» **Data rows**

-*-

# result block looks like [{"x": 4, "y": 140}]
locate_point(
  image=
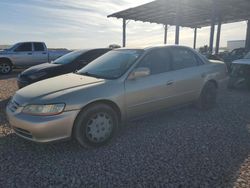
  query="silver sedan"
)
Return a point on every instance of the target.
[{"x": 92, "y": 104}]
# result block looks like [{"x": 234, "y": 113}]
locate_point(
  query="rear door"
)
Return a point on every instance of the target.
[
  {"x": 40, "y": 53},
  {"x": 23, "y": 54},
  {"x": 155, "y": 91},
  {"x": 188, "y": 74},
  {"x": 89, "y": 56}
]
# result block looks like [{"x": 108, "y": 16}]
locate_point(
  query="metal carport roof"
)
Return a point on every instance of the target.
[{"x": 188, "y": 13}]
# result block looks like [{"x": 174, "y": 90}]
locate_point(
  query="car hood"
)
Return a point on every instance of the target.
[
  {"x": 53, "y": 85},
  {"x": 39, "y": 68},
  {"x": 242, "y": 61}
]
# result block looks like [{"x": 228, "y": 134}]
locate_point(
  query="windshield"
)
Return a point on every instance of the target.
[
  {"x": 247, "y": 56},
  {"x": 112, "y": 65},
  {"x": 68, "y": 58}
]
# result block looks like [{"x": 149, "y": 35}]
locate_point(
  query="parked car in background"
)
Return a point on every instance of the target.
[
  {"x": 68, "y": 63},
  {"x": 240, "y": 74},
  {"x": 91, "y": 105},
  {"x": 27, "y": 54}
]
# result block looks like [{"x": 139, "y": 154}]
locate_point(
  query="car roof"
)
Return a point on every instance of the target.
[
  {"x": 89, "y": 49},
  {"x": 154, "y": 47}
]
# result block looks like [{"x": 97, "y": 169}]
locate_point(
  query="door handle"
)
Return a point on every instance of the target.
[
  {"x": 203, "y": 75},
  {"x": 170, "y": 83}
]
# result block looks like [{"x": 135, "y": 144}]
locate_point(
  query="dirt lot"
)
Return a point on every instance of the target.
[{"x": 181, "y": 148}]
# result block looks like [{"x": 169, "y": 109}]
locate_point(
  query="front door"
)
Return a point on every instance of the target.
[{"x": 153, "y": 92}]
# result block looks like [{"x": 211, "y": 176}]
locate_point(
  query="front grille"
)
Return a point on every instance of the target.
[
  {"x": 23, "y": 132},
  {"x": 13, "y": 106}
]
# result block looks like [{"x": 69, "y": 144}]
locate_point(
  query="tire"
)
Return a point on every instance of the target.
[
  {"x": 5, "y": 67},
  {"x": 208, "y": 97},
  {"x": 95, "y": 126},
  {"x": 236, "y": 83}
]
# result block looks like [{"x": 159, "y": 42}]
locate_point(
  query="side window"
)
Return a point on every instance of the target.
[
  {"x": 39, "y": 47},
  {"x": 88, "y": 56},
  {"x": 183, "y": 58},
  {"x": 25, "y": 47},
  {"x": 158, "y": 61}
]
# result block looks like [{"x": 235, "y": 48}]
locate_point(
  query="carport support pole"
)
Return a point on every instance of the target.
[
  {"x": 177, "y": 23},
  {"x": 124, "y": 33},
  {"x": 218, "y": 38},
  {"x": 248, "y": 36},
  {"x": 195, "y": 37},
  {"x": 177, "y": 34},
  {"x": 165, "y": 34},
  {"x": 211, "y": 44}
]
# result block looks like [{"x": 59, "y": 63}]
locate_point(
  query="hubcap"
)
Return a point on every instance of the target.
[
  {"x": 99, "y": 127},
  {"x": 4, "y": 67}
]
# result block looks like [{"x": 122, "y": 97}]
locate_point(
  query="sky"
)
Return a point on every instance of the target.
[{"x": 76, "y": 24}]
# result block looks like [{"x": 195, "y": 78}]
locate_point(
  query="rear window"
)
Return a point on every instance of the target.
[
  {"x": 25, "y": 47},
  {"x": 38, "y": 46}
]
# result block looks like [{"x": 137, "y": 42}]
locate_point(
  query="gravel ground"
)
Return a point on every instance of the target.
[{"x": 180, "y": 148}]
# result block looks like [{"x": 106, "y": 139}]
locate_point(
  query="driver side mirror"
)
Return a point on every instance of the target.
[
  {"x": 139, "y": 73},
  {"x": 82, "y": 62}
]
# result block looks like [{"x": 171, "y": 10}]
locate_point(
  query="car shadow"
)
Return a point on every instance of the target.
[{"x": 180, "y": 148}]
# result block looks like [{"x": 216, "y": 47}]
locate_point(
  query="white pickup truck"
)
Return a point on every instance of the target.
[{"x": 27, "y": 54}]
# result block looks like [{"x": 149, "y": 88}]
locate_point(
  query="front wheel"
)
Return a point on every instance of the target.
[
  {"x": 95, "y": 126},
  {"x": 5, "y": 67},
  {"x": 208, "y": 97}
]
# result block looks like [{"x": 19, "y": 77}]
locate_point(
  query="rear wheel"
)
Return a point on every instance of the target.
[
  {"x": 207, "y": 99},
  {"x": 5, "y": 67},
  {"x": 95, "y": 126}
]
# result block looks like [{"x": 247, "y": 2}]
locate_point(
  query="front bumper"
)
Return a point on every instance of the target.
[{"x": 42, "y": 128}]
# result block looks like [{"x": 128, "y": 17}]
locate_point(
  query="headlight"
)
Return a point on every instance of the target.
[
  {"x": 37, "y": 75},
  {"x": 43, "y": 110}
]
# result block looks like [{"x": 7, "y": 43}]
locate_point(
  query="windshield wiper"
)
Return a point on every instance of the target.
[{"x": 90, "y": 74}]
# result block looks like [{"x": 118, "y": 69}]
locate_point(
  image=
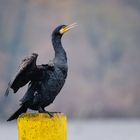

-*-

» **Task directions**
How many lines in the records above contain the word "windshield"? Reply with the number only.

» **Result**
2